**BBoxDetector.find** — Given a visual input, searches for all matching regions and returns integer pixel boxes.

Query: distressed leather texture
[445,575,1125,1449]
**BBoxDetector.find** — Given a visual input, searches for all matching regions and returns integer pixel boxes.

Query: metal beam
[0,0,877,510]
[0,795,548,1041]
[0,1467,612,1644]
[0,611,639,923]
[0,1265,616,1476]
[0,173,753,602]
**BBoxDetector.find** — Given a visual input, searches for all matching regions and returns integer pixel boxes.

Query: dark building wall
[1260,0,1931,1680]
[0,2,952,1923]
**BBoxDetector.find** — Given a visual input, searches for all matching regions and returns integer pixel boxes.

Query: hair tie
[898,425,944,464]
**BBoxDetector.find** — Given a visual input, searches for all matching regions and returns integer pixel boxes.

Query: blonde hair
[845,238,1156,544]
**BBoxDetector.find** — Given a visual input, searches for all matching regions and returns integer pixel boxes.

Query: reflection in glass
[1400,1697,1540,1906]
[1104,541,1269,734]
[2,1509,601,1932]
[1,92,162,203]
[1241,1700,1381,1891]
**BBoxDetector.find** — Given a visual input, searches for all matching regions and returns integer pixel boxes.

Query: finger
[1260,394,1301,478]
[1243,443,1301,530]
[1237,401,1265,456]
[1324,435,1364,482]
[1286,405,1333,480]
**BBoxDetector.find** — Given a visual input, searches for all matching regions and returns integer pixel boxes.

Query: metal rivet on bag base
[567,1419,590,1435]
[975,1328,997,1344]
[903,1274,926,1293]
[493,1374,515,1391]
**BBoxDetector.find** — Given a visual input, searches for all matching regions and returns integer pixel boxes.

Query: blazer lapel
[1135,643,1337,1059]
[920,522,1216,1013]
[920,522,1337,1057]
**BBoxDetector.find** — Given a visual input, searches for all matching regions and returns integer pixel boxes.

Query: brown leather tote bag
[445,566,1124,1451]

**Your assignment**
Would you reproduce the full listing without changing a single word?

**Exercise solution**
**BBoxDetector.find** — Given a visual input, searches for all matching regions and returns integer pixel boxes.

Query: distressed leather texture
[445,575,1125,1449]
**BBoxDetector.find** — Given a visual input, searches for all matching regions and returns integer pixel boxes.

Query: metal beam
[0,0,877,510]
[0,795,548,1041]
[0,1467,612,1644]
[0,611,639,923]
[0,1265,616,1476]
[0,173,753,602]
**BBoxDetector.find** — Given a visual input, searches for all matching regions and returns integer pixel boxes.

Query: dark building wall
[1260,0,1931,1680]
[0,2,952,1923]
**BBoxDetector.find** — Given a visual input, searches for all matching regions and returns integer pixel boxes.

Query: hair tie
[898,425,944,464]
**BBoxDetector.find** — Given a visual input, searches for all matching regions and returns integer pixel boxes.

Query: blonde hair
[845,238,1156,544]
**BBoxDetector.find** — Given a visual input, searches for all matching regions and returns integer pixel boxes.

Query: reflection in glass
[1400,1697,1540,1906]
[1104,541,1269,734]
[2,1509,601,1932]
[1,92,162,203]
[1241,1700,1381,1891]
**BBoxDetector.find** — Given a visual input, searches for all matching regions and returns integer pixel boxes.

Query: finger
[1260,394,1301,478]
[1243,443,1301,530]
[1237,401,1265,456]
[1324,435,1364,482]
[1286,405,1333,480]
**BBoxDetector.find** — Given a visual input, searches for all matching regions and returns integer pixel boxes.

Query: metal rivet on bag base
[567,1419,590,1435]
[975,1328,997,1344]
[903,1274,926,1293]
[493,1374,515,1391]
**BBoxDetector.find** — Given a visual input, searches for all matching regions and returns integer pixel boxes.

Query: blazer lapel
[1135,643,1337,1059]
[920,522,1216,1013]
[920,522,1337,1057]
**BBoxDetector.find** — Given a visual input, searches for all matching regions and returns integer pixel boxes.

Query: brown leather tote bag
[445,566,1124,1451]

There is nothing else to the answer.